# [Texto de estudio]
......
La expedición pasa por un momento sumamente delicado, y Alfonso teme que esta deserción tenga efectos irreparables, pues no sólo supone perder la tercera parte de sus fuerzas, sino que se trataba de guerreros experimentados, soldados profesionales ya veteranos. Cinco días inquietantes transcurren hasta que, inesperadamente, les alcanzan las tropas de Sancho el Fuerte de Navarra, quien, pese a que su reino hace más de cien años que no tiene frontera con los musulmanes, finalmente se ha resuelto a dejar de lado las rencillas personales que lo enfrentan a Alfonso. Con esta decisión se inicia el acercamiento definitivo de ambos reyes.

El 14 de julio el ejército cristiano se encuentra frente a an-Nasir en la vertiente andaluza de Sierra Morena. Alfonso deja que las tropas, agotadas por las marchas forzadas, descansen todo el domingo 15, y al amanecer del día 16 López de Haro, que dirige el cuerpo central, inicia el ascenso. La estrategia de los almohades es enfrentar una caballería ligera que se retira rápidamente fingiendo huir, sacrificar a los soldados de a pie y atacar con los arqueros y fuerzas de élite a los perseguidores castellanos, debilitándolos hasta el agotamiento. Pero Alfonso no ha olvidado la lección de Alarcos, y mantiene su caballería pesada en formación compacta, reservando las fuerzas de élite en retaguardia. López de Haro ataca pendiente arriba y elimina rápidamente a los voluntarios de al-Ándalus, que sólo buscan el martirio. Pero detrás está el grueso de las fuerzas almohades, que los reciben desde lo alto y los contienen, cerca ya de la guardia personal del Califa, convirtiéndolos así en un blanco inmóvil para sus arqueros.
......
# [Datos proporcionados]
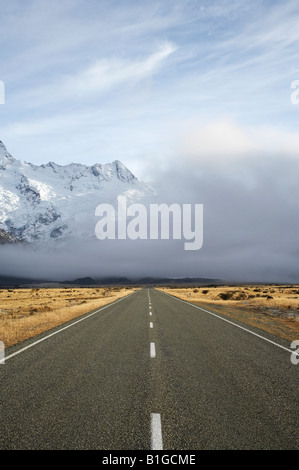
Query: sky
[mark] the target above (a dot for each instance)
(193, 96)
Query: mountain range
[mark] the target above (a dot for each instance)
(51, 203)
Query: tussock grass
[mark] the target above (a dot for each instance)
(25, 313)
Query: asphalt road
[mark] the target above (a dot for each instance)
(150, 372)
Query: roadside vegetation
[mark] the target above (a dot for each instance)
(27, 312)
(273, 308)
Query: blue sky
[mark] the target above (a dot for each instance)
(148, 83)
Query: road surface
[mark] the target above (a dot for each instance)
(150, 372)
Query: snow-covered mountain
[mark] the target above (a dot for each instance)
(47, 203)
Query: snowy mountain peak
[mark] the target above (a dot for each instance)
(42, 204)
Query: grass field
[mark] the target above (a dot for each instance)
(25, 313)
(269, 307)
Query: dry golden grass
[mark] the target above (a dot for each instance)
(271, 308)
(25, 313)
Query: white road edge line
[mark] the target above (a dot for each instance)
(232, 323)
(64, 328)
(153, 350)
(156, 432)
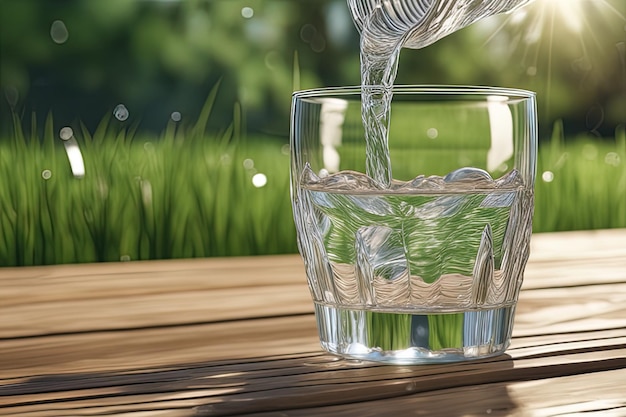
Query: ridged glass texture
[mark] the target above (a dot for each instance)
(428, 268)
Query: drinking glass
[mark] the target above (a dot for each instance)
(428, 268)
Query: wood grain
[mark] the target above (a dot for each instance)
(236, 336)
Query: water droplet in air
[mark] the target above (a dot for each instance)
(248, 163)
(12, 95)
(120, 112)
(66, 133)
(547, 176)
(612, 158)
(590, 152)
(58, 32)
(247, 12)
(259, 180)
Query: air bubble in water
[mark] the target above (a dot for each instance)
(120, 112)
(468, 174)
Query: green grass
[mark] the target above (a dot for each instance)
(187, 193)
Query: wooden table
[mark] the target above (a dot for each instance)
(236, 336)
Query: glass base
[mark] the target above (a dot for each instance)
(405, 338)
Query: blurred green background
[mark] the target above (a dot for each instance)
(73, 62)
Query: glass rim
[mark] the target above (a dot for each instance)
(420, 89)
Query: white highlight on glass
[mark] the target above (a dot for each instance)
(501, 129)
(74, 156)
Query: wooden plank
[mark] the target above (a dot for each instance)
(76, 298)
(540, 312)
(281, 384)
(172, 338)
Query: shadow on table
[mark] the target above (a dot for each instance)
(313, 384)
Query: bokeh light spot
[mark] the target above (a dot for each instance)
(432, 133)
(66, 133)
(120, 112)
(547, 176)
(259, 180)
(247, 12)
(248, 163)
(58, 32)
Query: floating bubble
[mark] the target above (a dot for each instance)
(247, 12)
(547, 176)
(120, 112)
(58, 32)
(259, 180)
(66, 133)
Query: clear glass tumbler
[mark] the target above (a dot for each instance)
(428, 268)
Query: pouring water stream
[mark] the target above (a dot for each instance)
(387, 26)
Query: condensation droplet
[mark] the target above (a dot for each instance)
(120, 112)
(259, 180)
(58, 32)
(66, 133)
(547, 176)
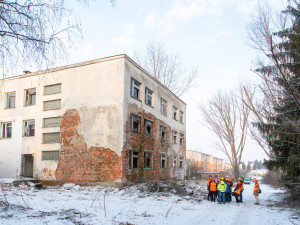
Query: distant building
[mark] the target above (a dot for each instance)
(96, 121)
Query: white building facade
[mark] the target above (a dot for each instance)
(101, 120)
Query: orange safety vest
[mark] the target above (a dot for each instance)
(256, 187)
(213, 186)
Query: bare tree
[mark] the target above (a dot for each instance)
(227, 117)
(35, 31)
(167, 68)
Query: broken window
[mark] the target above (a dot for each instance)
(52, 105)
(163, 106)
(51, 122)
(28, 128)
(135, 89)
(133, 159)
(10, 100)
(135, 123)
(30, 96)
(163, 161)
(148, 97)
(174, 161)
(180, 161)
(49, 138)
(174, 137)
(50, 155)
(180, 116)
(174, 109)
(6, 130)
(52, 89)
(181, 139)
(147, 160)
(163, 132)
(148, 128)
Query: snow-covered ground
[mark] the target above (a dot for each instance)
(73, 204)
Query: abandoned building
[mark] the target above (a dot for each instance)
(96, 121)
(201, 165)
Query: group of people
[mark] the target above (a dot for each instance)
(221, 190)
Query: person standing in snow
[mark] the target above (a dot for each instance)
(208, 187)
(222, 188)
(237, 191)
(256, 192)
(213, 190)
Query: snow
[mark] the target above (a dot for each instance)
(72, 204)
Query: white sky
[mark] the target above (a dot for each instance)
(209, 34)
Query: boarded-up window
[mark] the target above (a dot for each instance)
(50, 155)
(51, 122)
(52, 105)
(51, 138)
(52, 89)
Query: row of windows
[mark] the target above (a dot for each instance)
(135, 92)
(29, 129)
(30, 96)
(134, 157)
(135, 127)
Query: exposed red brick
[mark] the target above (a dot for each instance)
(78, 163)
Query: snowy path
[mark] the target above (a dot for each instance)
(85, 205)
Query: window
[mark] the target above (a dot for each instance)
(135, 123)
(163, 161)
(52, 89)
(52, 105)
(180, 116)
(50, 155)
(135, 88)
(147, 160)
(133, 159)
(174, 137)
(180, 161)
(163, 133)
(148, 128)
(6, 130)
(28, 128)
(181, 139)
(163, 106)
(174, 109)
(30, 96)
(49, 138)
(174, 161)
(148, 97)
(51, 122)
(10, 100)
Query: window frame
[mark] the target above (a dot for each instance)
(28, 100)
(26, 128)
(161, 132)
(148, 93)
(163, 157)
(8, 99)
(4, 129)
(174, 112)
(132, 158)
(133, 117)
(174, 135)
(135, 85)
(147, 156)
(181, 114)
(147, 121)
(163, 106)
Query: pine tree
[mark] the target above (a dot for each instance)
(282, 130)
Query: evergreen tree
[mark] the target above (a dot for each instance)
(283, 127)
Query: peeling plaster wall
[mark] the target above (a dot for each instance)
(94, 89)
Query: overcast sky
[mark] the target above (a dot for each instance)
(209, 34)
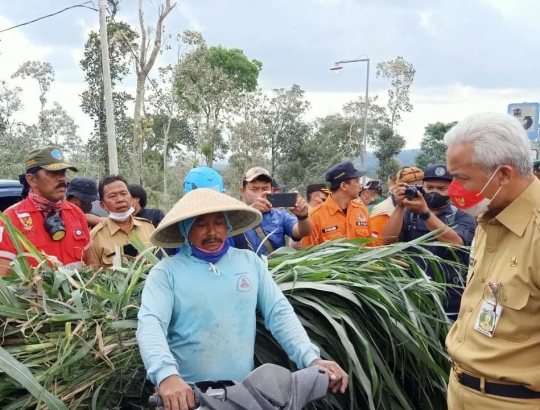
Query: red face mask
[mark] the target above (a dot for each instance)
......
# [Tu tarea]
¿Puedes actualizar el pasaje del texto de estudio que comienza con "La expedición pasa" y acaba con "de ambos reyes.", reescribiéndolo con "combatientes curtidos" en lugar de "guerreros experimentados"?

# [Respuesta]
La expedición pasa por un momento sumamente delicado, y Alfonso teme que esta deserción tenga efectos irreparables, pues no sólo supone perder la tercera parte de sus fuerzas, sino que se trataba de combatientes curtidos, soldados profesionales ya veteranos. Cinco días inquietantes transcurren hasta que, inesperadamente, les alcanzan las tropas de Sancho el Fuerte de Navarra, quien, pese a que su reino hace más de cien años que no tiene frontera con los musulmanes, finalmente se ha resuelto a dejar de lado las rencillas personales que lo enfrentan a Alfonso. Con esta decisión se inicia el acercamiento definitivo de ambos reyes.